> [What needs to be done]: Count the lines in the material below that contain the string "motor", treating uppercase and lowercase as different, and give only the number.

========================================

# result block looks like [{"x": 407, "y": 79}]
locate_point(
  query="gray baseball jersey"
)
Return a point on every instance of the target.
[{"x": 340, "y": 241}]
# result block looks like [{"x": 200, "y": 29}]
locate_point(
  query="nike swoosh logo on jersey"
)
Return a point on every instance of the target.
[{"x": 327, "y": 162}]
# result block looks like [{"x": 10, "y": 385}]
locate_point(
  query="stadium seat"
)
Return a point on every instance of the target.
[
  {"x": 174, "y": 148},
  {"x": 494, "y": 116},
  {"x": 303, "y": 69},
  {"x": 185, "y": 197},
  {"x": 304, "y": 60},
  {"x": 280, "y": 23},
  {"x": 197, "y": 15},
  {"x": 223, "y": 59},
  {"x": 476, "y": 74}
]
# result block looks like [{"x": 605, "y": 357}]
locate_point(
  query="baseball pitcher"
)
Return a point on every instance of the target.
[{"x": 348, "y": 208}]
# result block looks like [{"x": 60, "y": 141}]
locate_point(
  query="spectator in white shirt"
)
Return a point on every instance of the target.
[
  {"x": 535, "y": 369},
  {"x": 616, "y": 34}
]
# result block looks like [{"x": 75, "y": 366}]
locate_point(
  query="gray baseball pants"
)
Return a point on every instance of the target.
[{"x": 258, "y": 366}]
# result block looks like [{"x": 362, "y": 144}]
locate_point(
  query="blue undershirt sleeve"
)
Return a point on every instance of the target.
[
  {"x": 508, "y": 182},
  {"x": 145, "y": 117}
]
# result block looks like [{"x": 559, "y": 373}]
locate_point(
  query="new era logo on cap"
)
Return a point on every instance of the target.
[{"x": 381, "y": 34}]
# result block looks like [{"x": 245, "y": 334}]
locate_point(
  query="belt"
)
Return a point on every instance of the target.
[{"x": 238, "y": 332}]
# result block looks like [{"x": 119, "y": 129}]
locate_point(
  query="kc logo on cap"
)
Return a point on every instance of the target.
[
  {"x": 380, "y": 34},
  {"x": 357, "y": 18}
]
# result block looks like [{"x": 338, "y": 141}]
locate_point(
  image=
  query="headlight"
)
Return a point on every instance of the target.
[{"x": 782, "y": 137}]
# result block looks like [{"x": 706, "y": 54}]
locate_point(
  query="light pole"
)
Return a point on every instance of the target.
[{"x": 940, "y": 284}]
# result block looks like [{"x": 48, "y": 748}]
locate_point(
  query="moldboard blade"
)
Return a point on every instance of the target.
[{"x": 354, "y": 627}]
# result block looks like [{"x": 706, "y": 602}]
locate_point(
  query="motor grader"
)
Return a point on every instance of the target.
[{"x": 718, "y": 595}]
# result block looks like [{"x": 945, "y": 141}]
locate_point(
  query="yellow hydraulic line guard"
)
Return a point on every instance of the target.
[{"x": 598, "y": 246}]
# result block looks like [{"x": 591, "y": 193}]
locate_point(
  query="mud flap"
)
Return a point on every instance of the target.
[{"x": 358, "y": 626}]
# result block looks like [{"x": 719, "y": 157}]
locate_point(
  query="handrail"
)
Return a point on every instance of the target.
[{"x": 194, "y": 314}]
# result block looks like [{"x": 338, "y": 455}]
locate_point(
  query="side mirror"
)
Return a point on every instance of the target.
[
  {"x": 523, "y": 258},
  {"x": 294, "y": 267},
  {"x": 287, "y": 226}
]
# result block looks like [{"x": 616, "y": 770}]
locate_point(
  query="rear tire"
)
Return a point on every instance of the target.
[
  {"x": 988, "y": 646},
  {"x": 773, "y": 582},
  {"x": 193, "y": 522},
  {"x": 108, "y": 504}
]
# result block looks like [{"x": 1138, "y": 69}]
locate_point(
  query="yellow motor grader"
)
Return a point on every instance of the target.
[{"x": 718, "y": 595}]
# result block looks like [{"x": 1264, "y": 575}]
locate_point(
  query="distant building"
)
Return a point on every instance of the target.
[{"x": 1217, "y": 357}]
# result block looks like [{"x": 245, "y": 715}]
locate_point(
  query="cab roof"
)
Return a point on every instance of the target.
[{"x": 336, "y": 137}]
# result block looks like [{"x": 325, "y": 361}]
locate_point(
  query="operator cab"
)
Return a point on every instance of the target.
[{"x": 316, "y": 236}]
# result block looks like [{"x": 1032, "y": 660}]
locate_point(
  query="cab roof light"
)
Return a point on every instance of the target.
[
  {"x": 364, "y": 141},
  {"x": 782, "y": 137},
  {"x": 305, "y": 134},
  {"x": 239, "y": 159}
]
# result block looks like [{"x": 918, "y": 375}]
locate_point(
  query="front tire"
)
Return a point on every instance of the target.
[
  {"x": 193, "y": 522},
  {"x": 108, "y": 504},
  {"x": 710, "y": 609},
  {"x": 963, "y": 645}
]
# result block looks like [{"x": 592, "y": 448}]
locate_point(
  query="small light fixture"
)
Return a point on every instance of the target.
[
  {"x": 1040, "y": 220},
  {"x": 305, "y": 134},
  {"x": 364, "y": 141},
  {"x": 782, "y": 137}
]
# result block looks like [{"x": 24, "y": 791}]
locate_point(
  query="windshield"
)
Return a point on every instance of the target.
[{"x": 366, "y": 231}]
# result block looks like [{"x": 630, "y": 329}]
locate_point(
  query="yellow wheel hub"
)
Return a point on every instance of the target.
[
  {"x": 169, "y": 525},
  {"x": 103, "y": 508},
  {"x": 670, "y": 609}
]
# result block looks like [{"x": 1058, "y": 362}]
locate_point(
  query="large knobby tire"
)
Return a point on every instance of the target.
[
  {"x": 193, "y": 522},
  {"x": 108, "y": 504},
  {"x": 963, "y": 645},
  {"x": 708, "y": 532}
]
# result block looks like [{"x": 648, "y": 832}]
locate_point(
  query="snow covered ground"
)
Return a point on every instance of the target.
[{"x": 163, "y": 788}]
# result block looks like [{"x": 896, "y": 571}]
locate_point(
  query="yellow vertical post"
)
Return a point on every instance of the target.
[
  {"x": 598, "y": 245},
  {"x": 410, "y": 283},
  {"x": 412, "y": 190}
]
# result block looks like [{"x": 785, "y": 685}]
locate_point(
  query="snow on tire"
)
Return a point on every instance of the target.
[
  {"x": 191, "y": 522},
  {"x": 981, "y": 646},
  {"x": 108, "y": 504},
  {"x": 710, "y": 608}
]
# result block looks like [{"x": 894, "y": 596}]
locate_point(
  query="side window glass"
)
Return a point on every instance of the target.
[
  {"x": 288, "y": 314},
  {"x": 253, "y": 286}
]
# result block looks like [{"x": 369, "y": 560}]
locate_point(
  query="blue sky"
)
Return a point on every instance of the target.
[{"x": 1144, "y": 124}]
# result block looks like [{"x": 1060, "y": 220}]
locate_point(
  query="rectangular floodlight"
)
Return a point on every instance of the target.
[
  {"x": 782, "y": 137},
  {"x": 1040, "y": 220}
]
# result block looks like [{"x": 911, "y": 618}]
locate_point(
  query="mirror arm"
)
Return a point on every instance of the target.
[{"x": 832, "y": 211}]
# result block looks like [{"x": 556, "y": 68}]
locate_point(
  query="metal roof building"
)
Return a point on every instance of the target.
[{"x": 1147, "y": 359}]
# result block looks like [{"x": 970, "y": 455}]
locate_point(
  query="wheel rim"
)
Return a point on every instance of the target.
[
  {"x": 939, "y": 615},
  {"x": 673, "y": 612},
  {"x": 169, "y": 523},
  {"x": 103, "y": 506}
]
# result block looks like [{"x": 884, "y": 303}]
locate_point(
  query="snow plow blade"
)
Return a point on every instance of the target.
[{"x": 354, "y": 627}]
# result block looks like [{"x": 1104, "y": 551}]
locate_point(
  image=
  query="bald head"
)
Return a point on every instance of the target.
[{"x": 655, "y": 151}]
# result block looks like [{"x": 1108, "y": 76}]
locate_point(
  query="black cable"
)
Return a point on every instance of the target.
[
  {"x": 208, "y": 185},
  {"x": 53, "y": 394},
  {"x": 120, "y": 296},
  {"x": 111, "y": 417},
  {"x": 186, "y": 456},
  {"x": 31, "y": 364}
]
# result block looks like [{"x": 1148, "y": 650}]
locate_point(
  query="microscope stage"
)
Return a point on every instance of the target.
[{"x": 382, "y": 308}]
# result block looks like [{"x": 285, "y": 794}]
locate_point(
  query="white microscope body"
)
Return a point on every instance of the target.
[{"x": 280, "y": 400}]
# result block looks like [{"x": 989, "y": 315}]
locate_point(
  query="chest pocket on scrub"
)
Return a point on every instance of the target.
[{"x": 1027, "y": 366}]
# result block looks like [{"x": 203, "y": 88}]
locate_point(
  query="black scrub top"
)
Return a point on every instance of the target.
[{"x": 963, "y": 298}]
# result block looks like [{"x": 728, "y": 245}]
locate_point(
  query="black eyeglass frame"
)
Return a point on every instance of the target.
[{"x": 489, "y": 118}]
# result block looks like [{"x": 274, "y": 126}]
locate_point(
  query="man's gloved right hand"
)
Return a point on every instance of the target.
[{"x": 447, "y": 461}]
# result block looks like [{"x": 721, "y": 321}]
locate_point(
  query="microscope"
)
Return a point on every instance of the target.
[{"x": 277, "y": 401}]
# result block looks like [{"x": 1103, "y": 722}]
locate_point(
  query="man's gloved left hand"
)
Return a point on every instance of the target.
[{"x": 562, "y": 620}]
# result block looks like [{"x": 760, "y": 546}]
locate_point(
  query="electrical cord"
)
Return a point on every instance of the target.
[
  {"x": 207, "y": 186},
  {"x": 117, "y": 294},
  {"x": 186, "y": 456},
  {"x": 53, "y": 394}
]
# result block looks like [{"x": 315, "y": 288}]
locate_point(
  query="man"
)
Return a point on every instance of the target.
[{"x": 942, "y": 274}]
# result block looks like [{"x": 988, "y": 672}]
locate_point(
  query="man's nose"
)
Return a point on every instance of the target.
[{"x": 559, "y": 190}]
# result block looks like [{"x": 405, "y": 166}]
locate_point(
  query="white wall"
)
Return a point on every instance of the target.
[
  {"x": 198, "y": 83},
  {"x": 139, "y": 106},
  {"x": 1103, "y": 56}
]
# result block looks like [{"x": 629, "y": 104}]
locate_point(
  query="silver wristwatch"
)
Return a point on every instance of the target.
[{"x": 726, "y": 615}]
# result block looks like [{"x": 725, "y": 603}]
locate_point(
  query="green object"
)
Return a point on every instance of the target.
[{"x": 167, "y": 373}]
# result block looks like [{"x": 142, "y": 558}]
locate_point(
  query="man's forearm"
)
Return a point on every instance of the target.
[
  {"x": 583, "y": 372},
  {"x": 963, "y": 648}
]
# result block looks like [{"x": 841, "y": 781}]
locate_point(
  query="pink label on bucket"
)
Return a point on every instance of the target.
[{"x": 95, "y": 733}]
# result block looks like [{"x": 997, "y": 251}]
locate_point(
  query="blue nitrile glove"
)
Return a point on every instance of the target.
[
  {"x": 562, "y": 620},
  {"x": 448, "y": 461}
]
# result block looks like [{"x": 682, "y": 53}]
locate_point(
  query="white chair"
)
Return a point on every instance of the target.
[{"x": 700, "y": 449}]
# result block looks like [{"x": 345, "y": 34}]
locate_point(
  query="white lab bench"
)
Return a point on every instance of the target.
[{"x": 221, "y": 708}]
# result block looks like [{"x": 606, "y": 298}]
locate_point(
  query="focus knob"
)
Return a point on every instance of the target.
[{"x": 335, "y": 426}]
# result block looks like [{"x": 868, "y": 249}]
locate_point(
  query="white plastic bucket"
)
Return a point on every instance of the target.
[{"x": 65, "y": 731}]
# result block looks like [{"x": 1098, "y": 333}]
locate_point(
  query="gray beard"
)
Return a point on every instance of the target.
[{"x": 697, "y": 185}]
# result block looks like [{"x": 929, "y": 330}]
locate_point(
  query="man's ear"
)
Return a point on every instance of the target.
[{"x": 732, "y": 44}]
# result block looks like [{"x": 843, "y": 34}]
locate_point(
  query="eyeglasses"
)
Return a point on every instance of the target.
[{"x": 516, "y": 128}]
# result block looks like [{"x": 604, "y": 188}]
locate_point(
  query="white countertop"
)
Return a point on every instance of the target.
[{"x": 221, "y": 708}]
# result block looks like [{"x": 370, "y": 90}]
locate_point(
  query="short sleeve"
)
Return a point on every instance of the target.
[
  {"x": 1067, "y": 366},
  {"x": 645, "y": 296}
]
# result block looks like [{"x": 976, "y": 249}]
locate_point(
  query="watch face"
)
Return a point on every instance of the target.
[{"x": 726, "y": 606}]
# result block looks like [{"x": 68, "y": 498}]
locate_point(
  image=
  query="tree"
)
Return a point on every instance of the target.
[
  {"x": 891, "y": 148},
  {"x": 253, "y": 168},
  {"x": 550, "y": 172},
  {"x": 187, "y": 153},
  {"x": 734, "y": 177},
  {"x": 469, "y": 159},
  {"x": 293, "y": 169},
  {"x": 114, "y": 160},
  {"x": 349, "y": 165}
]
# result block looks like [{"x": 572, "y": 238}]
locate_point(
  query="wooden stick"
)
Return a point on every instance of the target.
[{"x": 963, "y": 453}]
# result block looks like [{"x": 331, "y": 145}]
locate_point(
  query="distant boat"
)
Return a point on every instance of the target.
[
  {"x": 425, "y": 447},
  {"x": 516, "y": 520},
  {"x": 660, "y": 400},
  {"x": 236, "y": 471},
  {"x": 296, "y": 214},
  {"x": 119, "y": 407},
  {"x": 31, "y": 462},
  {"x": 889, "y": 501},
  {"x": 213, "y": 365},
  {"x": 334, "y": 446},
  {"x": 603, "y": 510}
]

========================================

> [Output]: 2